• _Complete the following_
1 – Who is named as the lead researcher in the article on protein intake in aging adults?
2 – Pick up the article on protein intake in aging adults after its last sentence and keep writing it.

• _Provided text_
####

Improving Protein Intake in Aging Adults Helps Lower Health Risks

Improving Protein Intake in Aging Adults Helps Lower Health Risks

Bournemouth University researchers have been investigating reasons why many older people aren’t getting as much protein as they should be.

The Study

As we get older, we need to be increasing our protein intake in order to help fend off issues associated with low-protein intake and aging, including a heightened risk of falls and fractures, a weakened immune system, and a higher risk of infection. Many studies have shown that older adults eat less than the necessary amount of protein, and the researchers at Bournemouth University have been investigating the reasons why.

According to lead researcher, professor Katherine Appleton, eating a sufficient amount of protein is necessary for our health as we get older, but many people don’t get enough. Options such as taking protein supplements or having fortified foods are often unpopular. Appleton wanted to find out how often people were eating animal-based protein, such as meat, dairy, eggs, and fish.

####

• _Available data_
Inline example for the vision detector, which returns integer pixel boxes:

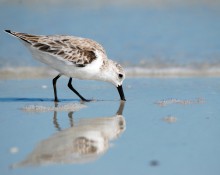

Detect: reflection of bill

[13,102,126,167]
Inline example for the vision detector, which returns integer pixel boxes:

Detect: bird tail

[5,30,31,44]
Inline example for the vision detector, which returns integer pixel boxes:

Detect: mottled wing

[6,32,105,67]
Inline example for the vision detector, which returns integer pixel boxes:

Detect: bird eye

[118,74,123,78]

####

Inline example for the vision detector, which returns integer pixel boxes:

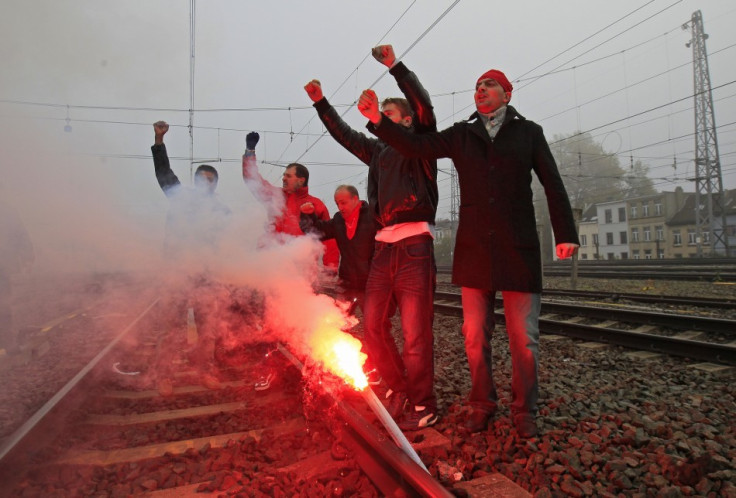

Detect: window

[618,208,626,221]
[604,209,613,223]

####

• _Results of the exercise_
1 – Professor Katherine Appleton

2 –
The researchers surveyed older adults living in the community and discovered that people were more likely to eat a variety of animal-based protein if they were delicious, affordable, and convenient to purchase and prepare. Appleton says, as we age, we may find it difficult to ingest certain foods—that affects what people choose to buy and eat.

What This Means

If older adults improve their protein intake, they can stave off future health risks. This can be achieved if people eat protein that tastes good, is convenient, is affordable, and is easy to prepare.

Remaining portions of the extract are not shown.